### Data for this task
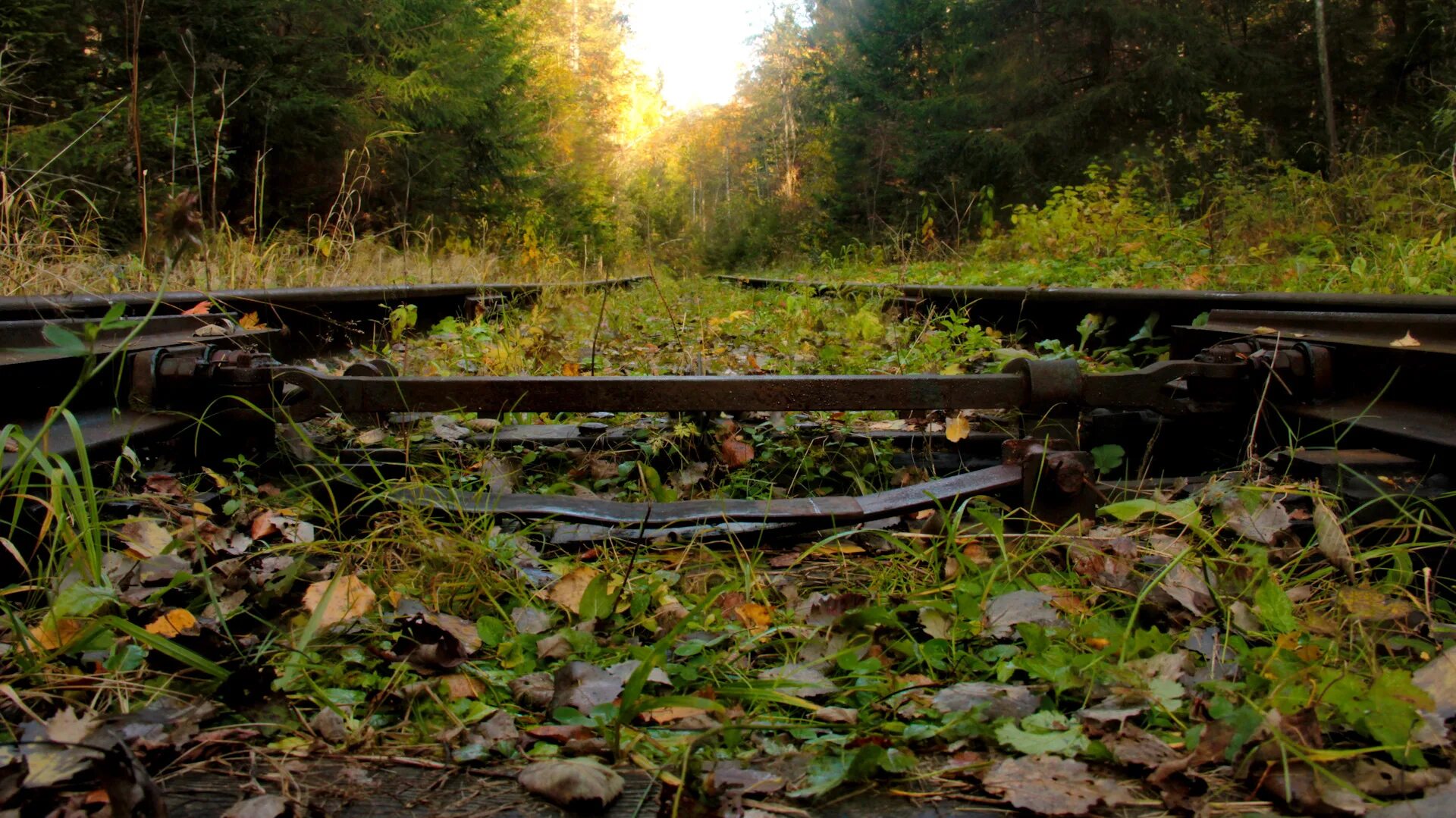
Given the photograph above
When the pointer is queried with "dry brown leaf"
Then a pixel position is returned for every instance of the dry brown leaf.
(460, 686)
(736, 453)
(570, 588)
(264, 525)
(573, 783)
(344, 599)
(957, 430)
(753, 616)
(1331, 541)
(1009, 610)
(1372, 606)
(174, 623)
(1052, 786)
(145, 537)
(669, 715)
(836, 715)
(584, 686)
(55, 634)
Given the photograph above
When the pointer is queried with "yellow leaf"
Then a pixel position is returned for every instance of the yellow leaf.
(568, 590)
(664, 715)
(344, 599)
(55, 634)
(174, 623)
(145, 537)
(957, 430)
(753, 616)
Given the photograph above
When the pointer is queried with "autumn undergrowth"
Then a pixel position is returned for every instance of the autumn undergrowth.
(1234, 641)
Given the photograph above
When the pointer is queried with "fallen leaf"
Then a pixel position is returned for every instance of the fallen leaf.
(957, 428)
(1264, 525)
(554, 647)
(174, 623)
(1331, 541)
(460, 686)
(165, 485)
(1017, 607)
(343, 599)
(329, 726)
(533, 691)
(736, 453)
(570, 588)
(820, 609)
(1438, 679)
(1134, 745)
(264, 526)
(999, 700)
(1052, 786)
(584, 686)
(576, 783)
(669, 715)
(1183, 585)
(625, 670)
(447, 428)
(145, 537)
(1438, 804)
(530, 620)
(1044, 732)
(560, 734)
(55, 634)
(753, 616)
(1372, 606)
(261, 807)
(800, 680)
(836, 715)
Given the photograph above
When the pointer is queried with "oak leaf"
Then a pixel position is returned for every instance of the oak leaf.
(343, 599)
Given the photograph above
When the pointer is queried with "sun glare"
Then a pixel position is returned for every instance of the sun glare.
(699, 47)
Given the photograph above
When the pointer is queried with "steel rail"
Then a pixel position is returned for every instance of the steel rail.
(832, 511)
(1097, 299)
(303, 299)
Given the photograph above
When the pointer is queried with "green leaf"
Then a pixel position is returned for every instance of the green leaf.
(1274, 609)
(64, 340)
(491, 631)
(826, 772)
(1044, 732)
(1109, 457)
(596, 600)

### What to do
Leave out the pictures and retype every line above exactly.

### Expected answer
Given the photograph above
When the pointer is queried with "dry brown leaf"
Then a pixel position is returned for every instance of the dry brown leaf.
(460, 686)
(736, 453)
(570, 588)
(264, 525)
(573, 783)
(344, 599)
(957, 430)
(753, 616)
(1331, 541)
(1009, 610)
(1372, 606)
(174, 623)
(1052, 786)
(145, 537)
(669, 715)
(836, 715)
(584, 686)
(55, 634)
Given the photograph above
When the pointer is queried with "yellow leaf"
Then a pixel position is returned for every instance of the yellow leaf.
(568, 590)
(664, 715)
(344, 599)
(55, 634)
(174, 623)
(145, 537)
(957, 430)
(753, 616)
Given the photograph above
When the pointer is queried with "autumn undergrowth"
Then a pixel position is returned for every instance of the autumn undergrowth.
(1234, 641)
Given the photograph above
When the pointer is queried with "fallen leaf"
Then a pixel position is returned for every instance of the fallen leaf.
(957, 428)
(1264, 525)
(554, 647)
(174, 623)
(1331, 541)
(460, 686)
(165, 485)
(1017, 607)
(343, 599)
(329, 726)
(533, 691)
(736, 453)
(570, 588)
(820, 609)
(1438, 679)
(1134, 745)
(264, 526)
(999, 700)
(1052, 786)
(584, 686)
(576, 783)
(669, 715)
(1183, 585)
(625, 670)
(447, 428)
(145, 537)
(1438, 804)
(530, 620)
(1044, 732)
(560, 734)
(55, 634)
(753, 616)
(1372, 606)
(261, 807)
(800, 680)
(836, 715)
Given the photograph above
When the pointer is queried with "oak leaf"
Then a pixel position is returned for every instance of the oak leaf.
(343, 599)
Given the photograph above
When the pointer is queried with "sun glare"
Then a pixel position is returned for every instance of the sun glare.
(699, 47)
Given the photograph above
When the pointer is queried with "steel rail"
Then a pixel position is returned for every instance of the steel rail.
(832, 511)
(1097, 299)
(303, 299)
Given the photograph above
When the pointer is queried with "green leaf"
Then a pixel position is returned for every instance of the green leaf.
(1274, 609)
(64, 340)
(491, 631)
(826, 772)
(1044, 732)
(1109, 457)
(596, 600)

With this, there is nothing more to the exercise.